--- begin Extracted data ---

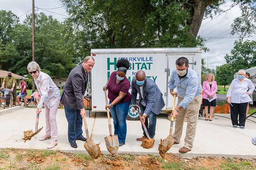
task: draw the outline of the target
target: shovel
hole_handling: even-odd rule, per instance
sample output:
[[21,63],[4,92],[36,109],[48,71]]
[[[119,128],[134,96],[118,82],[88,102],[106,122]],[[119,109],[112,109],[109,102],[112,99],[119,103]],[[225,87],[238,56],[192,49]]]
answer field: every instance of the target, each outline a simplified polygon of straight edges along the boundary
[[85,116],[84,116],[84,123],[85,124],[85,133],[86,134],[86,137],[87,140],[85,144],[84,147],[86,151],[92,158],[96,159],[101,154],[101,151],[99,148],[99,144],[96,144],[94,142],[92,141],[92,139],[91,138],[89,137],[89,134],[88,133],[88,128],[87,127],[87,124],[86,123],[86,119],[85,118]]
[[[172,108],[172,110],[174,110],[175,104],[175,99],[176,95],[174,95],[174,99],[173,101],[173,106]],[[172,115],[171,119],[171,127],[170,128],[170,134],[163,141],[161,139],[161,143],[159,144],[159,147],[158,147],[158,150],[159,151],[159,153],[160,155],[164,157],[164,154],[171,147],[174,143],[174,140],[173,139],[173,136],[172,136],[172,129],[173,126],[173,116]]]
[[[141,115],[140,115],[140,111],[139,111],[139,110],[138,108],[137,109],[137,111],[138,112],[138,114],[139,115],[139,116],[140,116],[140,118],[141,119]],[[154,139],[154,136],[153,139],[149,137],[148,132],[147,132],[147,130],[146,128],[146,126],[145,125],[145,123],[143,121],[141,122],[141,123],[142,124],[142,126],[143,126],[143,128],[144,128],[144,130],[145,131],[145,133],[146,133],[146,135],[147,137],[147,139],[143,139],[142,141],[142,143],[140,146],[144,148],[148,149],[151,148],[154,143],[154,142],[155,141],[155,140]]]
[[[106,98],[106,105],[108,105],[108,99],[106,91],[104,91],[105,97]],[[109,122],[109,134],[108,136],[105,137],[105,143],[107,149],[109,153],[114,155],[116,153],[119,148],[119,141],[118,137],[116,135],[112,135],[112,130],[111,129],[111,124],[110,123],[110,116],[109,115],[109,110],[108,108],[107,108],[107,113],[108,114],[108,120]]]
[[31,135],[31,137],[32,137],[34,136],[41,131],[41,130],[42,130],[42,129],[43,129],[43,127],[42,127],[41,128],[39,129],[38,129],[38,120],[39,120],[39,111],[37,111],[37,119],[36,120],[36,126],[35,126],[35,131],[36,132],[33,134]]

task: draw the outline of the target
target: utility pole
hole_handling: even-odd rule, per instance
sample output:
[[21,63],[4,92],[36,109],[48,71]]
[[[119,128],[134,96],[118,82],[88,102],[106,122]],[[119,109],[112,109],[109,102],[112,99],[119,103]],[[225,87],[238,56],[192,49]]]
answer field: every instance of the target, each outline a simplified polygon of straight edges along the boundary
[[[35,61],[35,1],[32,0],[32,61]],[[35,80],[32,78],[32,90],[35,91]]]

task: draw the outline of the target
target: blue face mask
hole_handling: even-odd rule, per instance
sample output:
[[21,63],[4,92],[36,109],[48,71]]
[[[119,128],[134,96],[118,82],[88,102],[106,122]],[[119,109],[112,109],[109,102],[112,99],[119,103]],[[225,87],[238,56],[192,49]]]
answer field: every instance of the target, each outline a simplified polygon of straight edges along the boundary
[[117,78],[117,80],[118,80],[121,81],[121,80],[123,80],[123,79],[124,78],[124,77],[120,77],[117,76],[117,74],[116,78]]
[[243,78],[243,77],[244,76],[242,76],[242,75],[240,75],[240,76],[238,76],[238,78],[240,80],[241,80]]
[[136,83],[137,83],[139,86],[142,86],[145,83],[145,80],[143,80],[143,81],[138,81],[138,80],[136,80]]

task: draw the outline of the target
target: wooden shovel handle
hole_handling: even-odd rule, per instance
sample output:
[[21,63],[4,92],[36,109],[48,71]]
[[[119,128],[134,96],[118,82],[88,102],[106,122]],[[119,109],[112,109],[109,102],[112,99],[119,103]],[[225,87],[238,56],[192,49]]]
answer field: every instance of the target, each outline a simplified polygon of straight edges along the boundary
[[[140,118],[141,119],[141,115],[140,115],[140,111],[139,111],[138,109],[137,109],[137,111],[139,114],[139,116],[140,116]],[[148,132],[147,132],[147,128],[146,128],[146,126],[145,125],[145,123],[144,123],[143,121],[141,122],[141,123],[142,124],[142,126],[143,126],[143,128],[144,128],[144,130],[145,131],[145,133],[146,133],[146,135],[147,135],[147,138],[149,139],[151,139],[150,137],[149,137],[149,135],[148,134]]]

--- end Extracted data ---

**Aim of the task:**
Report each line of the items above that contains the string "shovel". Case counts.

**Exercise solution:**
target: shovel
target: wooden shovel handle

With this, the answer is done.